-- start INFORMATION SUPPLIED --
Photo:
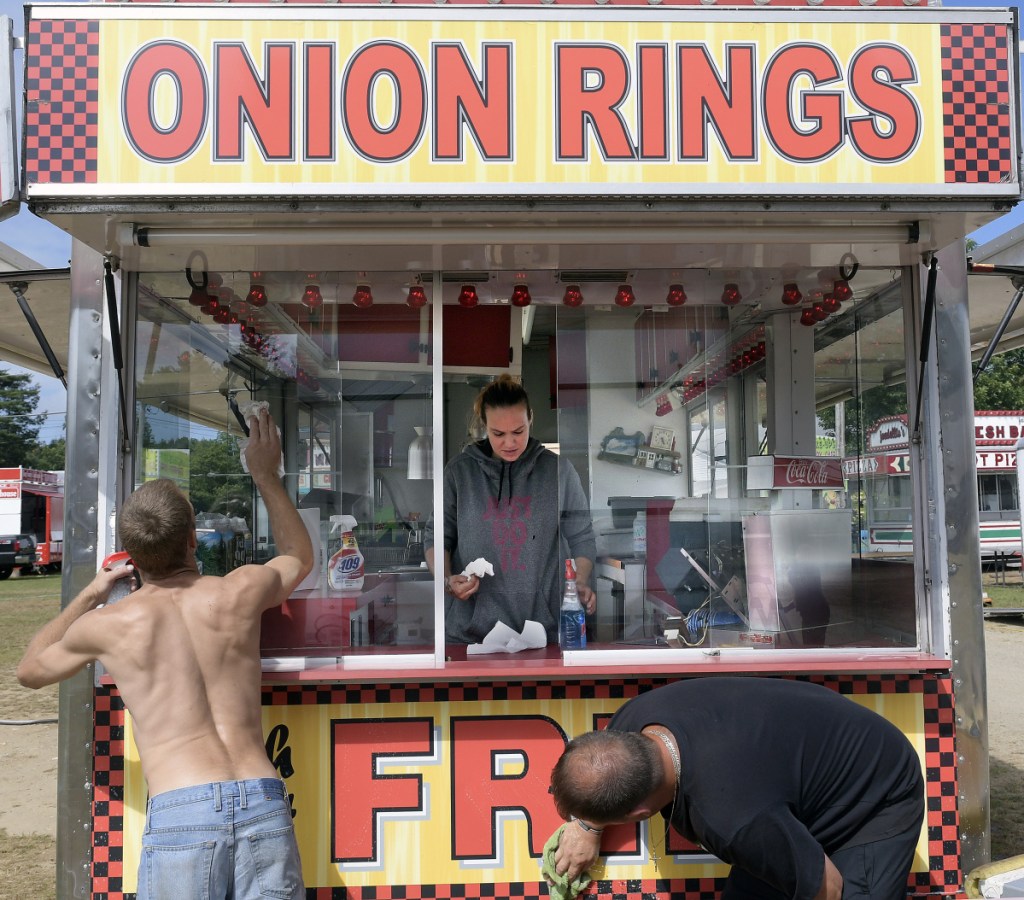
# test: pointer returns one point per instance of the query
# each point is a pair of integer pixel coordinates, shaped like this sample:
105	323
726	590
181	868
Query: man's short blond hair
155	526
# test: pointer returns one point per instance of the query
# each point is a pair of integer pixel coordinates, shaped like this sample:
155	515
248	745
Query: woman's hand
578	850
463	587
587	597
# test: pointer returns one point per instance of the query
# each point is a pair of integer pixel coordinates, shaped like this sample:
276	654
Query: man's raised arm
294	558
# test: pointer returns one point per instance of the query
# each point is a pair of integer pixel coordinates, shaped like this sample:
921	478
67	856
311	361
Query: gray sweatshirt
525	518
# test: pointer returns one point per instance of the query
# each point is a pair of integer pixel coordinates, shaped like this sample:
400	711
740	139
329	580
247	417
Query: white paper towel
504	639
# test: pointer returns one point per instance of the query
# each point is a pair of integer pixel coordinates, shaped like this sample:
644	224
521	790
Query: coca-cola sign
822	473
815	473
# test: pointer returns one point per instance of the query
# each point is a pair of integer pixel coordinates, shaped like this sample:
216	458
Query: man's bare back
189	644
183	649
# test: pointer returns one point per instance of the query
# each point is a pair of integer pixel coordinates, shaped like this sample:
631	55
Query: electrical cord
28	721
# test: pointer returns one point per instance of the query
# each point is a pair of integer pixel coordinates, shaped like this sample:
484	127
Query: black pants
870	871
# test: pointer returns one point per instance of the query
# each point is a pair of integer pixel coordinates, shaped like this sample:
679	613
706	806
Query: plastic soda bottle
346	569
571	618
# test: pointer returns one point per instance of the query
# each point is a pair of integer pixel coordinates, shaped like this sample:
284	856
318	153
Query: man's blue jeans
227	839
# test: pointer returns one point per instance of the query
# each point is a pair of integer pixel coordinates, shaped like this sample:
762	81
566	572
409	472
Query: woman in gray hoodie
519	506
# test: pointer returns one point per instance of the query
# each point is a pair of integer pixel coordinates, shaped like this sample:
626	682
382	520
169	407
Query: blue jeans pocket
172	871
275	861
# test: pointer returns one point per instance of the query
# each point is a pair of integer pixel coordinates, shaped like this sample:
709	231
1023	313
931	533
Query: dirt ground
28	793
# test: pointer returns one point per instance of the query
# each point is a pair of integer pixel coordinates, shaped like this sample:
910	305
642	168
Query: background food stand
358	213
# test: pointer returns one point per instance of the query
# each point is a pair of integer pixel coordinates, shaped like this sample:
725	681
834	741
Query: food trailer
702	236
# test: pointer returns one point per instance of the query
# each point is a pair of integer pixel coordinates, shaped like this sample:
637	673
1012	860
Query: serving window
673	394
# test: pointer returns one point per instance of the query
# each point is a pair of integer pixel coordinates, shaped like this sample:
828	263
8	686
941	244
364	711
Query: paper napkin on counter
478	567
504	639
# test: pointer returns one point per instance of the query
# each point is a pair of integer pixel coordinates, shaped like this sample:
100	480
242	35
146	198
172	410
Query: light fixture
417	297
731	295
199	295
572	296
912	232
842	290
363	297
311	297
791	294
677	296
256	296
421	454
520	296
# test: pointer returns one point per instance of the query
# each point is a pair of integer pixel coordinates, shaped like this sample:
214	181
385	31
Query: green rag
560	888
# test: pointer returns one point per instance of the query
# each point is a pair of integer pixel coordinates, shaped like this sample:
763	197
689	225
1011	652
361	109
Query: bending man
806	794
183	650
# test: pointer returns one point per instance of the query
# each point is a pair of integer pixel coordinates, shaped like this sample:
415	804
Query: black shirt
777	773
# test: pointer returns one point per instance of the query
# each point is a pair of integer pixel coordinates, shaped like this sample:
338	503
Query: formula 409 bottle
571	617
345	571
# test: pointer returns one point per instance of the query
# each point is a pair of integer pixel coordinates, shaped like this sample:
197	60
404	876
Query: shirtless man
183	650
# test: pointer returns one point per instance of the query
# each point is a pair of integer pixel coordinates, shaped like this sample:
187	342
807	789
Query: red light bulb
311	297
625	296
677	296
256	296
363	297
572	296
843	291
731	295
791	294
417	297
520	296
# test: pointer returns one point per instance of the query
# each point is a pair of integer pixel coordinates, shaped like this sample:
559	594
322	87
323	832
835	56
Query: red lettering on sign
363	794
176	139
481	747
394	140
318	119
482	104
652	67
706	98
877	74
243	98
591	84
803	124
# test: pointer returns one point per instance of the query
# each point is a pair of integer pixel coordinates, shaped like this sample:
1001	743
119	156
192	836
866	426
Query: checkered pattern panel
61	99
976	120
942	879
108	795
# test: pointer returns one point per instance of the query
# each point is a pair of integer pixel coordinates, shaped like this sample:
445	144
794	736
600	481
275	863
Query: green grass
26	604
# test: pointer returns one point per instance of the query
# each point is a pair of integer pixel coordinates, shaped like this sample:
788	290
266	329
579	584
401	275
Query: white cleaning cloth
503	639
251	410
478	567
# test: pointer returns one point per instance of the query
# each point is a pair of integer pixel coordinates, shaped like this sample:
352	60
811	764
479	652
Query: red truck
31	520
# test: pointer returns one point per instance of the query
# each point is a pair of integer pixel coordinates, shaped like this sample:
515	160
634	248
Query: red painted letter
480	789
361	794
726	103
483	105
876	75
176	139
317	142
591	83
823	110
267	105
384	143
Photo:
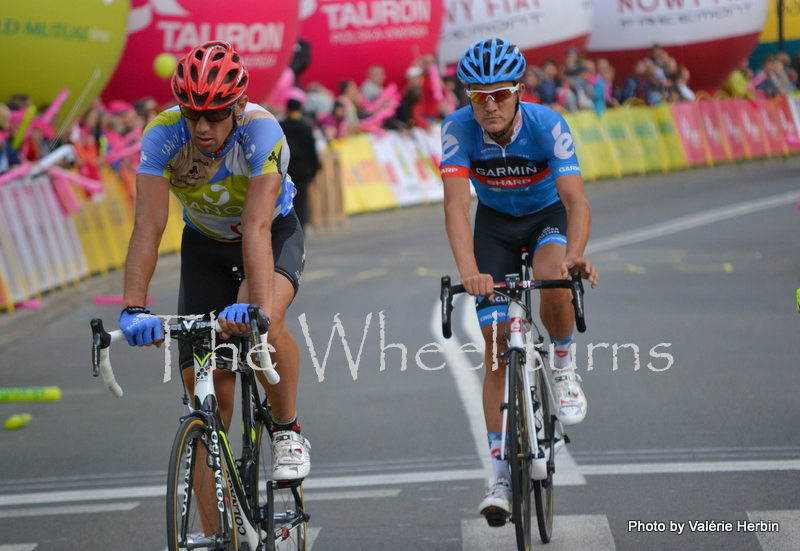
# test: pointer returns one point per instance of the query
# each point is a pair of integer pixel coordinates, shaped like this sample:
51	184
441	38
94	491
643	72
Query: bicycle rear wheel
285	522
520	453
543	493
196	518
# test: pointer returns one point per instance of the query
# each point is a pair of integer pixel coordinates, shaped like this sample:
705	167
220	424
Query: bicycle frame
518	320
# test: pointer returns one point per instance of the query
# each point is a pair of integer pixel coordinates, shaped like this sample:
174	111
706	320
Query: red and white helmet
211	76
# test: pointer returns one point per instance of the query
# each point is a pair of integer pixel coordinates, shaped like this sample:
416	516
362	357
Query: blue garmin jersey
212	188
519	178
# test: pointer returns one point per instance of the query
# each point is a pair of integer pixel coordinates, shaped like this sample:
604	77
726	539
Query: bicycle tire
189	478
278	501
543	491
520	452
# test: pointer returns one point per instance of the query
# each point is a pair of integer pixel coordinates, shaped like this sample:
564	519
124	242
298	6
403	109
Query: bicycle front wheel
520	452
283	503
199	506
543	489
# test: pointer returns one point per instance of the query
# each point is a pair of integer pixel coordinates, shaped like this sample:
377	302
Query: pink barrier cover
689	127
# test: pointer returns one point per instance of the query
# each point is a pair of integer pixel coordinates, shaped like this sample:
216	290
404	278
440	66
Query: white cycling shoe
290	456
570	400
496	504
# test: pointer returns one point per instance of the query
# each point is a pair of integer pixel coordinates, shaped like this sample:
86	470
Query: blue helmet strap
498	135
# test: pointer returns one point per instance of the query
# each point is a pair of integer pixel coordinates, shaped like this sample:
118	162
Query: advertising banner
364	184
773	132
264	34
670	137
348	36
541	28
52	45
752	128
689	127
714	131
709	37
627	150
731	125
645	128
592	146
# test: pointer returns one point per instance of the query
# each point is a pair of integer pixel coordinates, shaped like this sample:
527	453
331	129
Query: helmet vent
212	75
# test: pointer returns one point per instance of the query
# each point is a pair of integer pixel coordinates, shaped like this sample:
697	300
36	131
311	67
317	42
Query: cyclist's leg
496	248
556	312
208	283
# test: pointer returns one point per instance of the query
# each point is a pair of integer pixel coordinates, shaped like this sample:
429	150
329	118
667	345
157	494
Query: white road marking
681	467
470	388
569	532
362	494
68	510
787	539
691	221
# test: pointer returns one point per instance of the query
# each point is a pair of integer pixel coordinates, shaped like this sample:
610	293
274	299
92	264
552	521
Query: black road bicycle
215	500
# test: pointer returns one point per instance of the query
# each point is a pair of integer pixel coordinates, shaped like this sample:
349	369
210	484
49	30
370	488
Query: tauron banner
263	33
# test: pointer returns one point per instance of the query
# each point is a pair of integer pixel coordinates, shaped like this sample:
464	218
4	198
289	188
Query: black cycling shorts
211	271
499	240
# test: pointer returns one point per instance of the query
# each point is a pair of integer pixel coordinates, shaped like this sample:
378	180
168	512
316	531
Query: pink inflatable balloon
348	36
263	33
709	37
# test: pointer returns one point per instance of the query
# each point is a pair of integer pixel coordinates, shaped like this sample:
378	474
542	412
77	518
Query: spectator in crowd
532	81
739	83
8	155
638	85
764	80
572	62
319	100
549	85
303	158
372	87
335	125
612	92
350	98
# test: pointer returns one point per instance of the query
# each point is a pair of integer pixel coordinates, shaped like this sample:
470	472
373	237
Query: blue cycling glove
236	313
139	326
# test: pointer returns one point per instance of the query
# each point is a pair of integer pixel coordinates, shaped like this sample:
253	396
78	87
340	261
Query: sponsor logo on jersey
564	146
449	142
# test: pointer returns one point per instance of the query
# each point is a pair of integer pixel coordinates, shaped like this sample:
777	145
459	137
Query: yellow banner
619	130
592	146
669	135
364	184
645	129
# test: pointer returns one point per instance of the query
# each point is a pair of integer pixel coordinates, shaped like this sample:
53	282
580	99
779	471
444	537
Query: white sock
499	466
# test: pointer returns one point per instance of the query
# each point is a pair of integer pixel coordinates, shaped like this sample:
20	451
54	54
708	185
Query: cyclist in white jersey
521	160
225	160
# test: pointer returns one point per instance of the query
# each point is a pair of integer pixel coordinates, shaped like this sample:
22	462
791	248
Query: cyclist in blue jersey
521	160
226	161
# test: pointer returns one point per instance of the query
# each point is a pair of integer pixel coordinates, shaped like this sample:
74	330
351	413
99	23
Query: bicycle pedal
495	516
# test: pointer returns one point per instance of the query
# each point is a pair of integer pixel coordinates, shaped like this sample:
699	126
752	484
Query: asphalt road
-- end INFORMATION SUPPLIED --
WHAT THE TASK ASKS> Extract every line of the Dataset excerpt above that contains the word "light". Matching is case-sensitive.

SOLUTION TO THIS PROBLEM>
Query: light fixture
Query: red light bulb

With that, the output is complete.